Input data:
════
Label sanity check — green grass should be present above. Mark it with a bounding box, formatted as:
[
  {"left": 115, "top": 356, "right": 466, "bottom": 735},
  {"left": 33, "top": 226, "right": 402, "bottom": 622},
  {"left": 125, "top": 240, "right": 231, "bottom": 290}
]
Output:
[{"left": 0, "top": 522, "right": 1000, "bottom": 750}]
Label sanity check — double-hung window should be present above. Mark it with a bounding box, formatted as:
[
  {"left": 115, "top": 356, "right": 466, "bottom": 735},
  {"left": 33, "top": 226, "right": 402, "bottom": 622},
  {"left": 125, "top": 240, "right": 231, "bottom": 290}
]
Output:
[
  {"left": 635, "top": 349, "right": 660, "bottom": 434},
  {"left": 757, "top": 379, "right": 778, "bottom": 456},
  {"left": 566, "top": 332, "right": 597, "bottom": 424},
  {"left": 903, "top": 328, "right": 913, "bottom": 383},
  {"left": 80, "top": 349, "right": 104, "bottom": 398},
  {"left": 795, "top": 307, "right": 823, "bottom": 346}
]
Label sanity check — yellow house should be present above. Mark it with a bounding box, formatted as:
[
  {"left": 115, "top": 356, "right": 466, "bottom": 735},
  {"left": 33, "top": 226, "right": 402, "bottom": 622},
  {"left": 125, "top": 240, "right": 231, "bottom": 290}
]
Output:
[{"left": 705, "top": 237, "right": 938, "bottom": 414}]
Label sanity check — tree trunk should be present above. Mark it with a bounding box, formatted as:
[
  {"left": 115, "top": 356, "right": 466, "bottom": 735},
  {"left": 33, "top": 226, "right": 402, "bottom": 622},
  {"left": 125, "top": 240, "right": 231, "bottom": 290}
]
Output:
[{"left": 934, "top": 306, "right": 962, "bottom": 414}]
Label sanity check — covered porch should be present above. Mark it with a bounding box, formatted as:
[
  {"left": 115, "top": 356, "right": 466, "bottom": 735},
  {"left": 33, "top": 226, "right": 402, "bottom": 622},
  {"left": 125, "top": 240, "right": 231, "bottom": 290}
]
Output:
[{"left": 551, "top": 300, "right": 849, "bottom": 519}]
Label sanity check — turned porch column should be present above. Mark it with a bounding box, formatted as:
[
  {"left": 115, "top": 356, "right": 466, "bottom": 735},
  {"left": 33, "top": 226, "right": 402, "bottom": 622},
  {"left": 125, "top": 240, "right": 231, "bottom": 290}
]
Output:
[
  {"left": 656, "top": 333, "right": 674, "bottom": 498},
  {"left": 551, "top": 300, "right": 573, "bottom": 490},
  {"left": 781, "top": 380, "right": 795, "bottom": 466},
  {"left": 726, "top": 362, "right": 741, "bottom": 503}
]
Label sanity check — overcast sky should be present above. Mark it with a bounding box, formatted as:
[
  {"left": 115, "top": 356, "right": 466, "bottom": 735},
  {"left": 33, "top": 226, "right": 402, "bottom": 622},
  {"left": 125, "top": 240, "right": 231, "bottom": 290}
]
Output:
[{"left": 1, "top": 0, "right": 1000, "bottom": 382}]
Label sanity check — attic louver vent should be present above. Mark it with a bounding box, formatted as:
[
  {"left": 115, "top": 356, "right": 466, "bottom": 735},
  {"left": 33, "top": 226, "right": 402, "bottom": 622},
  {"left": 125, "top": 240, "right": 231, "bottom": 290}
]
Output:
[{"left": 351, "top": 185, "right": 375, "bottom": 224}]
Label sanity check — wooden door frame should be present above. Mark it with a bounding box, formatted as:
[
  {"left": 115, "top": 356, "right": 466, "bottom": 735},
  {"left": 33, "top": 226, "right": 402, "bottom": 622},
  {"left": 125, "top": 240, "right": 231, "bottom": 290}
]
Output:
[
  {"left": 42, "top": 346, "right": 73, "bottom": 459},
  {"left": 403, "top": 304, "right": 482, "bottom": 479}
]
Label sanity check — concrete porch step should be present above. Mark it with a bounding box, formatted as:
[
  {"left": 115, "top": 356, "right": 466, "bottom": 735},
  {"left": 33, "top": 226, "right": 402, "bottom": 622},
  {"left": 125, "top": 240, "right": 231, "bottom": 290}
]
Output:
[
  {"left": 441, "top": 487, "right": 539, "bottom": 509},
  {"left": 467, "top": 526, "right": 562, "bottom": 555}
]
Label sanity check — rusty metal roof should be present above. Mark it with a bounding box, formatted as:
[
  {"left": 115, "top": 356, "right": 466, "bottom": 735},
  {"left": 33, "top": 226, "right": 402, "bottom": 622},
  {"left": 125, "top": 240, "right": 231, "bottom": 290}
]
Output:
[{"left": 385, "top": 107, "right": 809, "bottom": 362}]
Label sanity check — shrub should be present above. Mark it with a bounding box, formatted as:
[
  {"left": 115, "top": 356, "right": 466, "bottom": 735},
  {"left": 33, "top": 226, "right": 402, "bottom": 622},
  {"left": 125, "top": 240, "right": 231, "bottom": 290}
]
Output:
════
What you need to do:
Count the lines in the items above that contain the word "porch", with case counting. Reply with the number alone.

Answer to this task:
3